--- start Records shown ---

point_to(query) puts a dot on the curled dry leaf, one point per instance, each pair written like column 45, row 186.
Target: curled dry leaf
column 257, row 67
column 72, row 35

--- end Records shown ---
--- start Records shown ---

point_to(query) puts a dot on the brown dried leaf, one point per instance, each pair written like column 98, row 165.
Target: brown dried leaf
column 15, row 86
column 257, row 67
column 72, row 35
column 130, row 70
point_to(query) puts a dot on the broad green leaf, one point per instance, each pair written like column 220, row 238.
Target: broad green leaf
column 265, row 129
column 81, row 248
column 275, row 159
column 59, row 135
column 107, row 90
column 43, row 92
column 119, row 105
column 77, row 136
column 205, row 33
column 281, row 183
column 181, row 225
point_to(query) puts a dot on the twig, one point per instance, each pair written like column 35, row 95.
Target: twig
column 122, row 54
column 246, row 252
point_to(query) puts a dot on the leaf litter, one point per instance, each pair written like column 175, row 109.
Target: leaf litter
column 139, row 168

--- end Records shown ---
--- start Records shown ---

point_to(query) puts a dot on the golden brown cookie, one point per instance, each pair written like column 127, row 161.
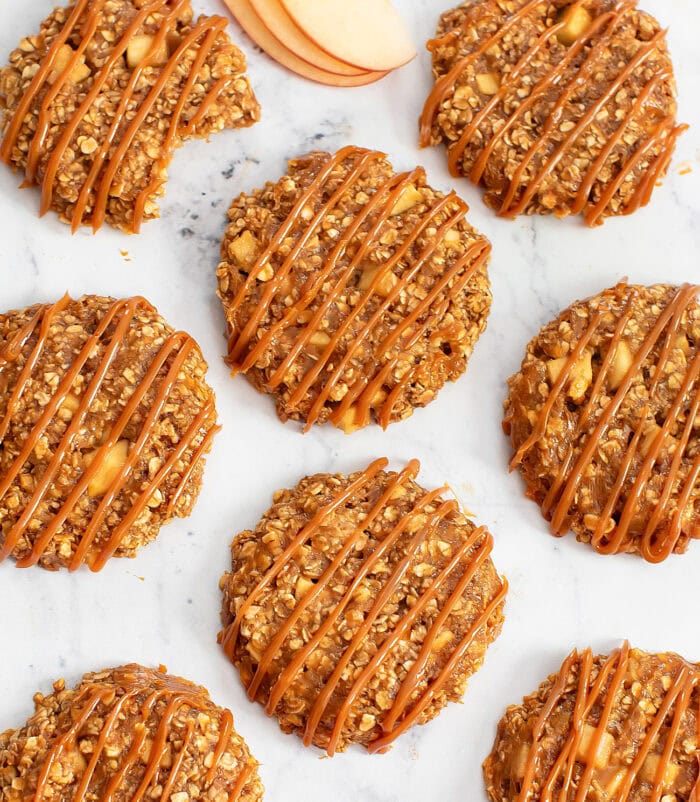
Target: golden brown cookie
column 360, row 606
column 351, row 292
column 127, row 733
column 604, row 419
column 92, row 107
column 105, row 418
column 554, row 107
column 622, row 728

--- end Records shown ---

Output the records above word for word, beginning at the line containing "point_to(query) puts a dot on the twig, one" and stopping after the line containing "column 139, row 168".

point_to(query) puts a dot on the twig, one point per instance, each pair written like column 35, row 95.
Target: twig
column 122, row 54
column 246, row 252
point_to(query) puts a dot on the leaf litter, one point per instance, each pair written like column 175, row 109.
Target: leaf litter
column 139, row 168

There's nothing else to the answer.